>> start MATERIAL FOR THIS TASK

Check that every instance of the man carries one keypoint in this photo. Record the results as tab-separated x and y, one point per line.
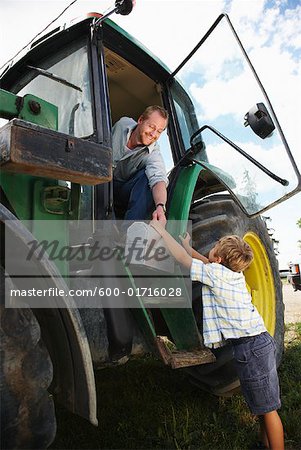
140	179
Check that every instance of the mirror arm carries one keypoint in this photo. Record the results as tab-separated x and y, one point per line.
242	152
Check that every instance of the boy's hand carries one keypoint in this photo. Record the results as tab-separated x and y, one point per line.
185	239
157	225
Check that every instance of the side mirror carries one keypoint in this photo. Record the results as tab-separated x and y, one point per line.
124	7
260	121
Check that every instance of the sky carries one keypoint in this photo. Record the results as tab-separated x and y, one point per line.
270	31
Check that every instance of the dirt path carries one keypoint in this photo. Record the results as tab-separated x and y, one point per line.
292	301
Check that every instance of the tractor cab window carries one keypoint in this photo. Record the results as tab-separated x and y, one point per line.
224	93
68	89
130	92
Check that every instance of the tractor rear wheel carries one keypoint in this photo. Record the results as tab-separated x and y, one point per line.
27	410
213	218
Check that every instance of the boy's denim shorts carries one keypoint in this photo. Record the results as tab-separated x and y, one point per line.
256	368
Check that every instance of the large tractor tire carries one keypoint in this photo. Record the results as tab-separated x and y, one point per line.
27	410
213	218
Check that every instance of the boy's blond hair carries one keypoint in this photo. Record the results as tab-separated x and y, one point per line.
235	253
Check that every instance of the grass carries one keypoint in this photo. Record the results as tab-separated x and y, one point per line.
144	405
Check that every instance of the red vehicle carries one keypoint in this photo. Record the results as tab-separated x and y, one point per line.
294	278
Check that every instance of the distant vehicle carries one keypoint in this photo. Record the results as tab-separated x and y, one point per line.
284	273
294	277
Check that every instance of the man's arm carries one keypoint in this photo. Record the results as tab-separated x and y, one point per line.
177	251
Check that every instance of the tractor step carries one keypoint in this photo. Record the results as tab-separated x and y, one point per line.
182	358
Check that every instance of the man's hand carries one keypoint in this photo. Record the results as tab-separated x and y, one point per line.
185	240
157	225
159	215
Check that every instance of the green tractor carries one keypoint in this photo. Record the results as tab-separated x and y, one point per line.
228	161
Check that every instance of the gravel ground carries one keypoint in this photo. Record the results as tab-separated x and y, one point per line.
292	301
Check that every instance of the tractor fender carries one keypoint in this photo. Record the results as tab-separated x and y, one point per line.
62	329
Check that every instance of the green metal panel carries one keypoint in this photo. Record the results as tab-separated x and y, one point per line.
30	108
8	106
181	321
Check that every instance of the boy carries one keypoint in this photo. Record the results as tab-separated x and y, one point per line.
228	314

>> end MATERIAL FOR THIS TASK

* YOUR TASK *
Every entry above should be duplicated exactly. Do not include the images.

* ANSWER IN FULL *
Check that every instance of the man carries one keypoint in this photo. Record the results as tab-separated x and y, one point per line.
140	179
Check that every instance of the mirror arm carries one keypoint in this photo. Record the results as tab-separated x and y, one point per line.
242	152
Check that every instance of the boy's hand carries one keypoint in this photo. Record the results as tab-separated x and y, one point per line.
185	239
157	225
Check that every instance of the side mirror carries one keypoint in this photo. Record the results as tab-separated x and y, one point per line.
124	7
260	121
Check that every instance of the sky carries one keypoint in this photo. Record the results as tab-separated x and y, one point per line.
270	31
Check that every instance of the dirt path carries one keypoint in this photo. Record the results as tab-separated x and y, one point per line.
292	301
Check that every instance of the tractor cab window carries one keypoint in this photo. Record the results as tab-separated x and y, one point per line.
224	93
68	89
130	92
Check that every instance of the tractor rear wheel carries one keypoint in this photo. Record the results as tab-separated x and y, one point per line.
27	410
213	218
Check that every instance of the boy's denim shorts carries one keypoint in this photo. Record the results as tab-separated x and y, one point per line.
256	368
Check that every instance of the large tractor tire carries one keypoint in this photo. Record the results as tab-separated x and y, one point per line.
27	410
213	218
Check that every instance of the boy's blond hair carries one keypoint in this photo. Record the results as tab-separated x and y, one point per line.
235	253
Check that every instance of the grass carries one keypoint in this photo. Record the results as tab-separated x and y, one point per line.
144	405
Check that every instance of the red vehicle carries one keypoint in this photo. Record the results as tab-separated x and y, one point per line.
294	278
Check that every instance of the distant vehicle carries one keypoint in this photo. Record the results as tab-separated x and y, one point per line.
284	273
294	277
Check that every instance of the man's arm carries one keypoint in this photo. Record the results as tab-separated x and y, one point per line.
177	251
Check that every instance of the tractor step carries one keypoint in this photo. Record the results as tab-separated x and y, one point per line.
182	358
Check that every instance of the man's hand carries one keypoint in this photo. Record the results as tab-separated x and y, one point per line.
185	240
157	225
159	215
Check that every instance of the green tractor carries one keypoint in this photo. Record the results as tab-separated x and y, one point per line.
228	161
Check that every instance of the gravel ground carries one keypoint in this photo. Record the results as tab-separated x and y, one point per line.
292	301
Check that every instance of the tractor fender carries one keypoint in this photo. Record the results as tab-separated x and y, one point per line.
62	329
Check that every instance of the green metal panel carries one keypoint in this photo. Record the results as tab-separated x and y, one point per line.
30	108
8	106
181	321
Check that every instance of the boy carries one keypoint in this photo. Record the results as tab-separated x and y, one point per line.
228	314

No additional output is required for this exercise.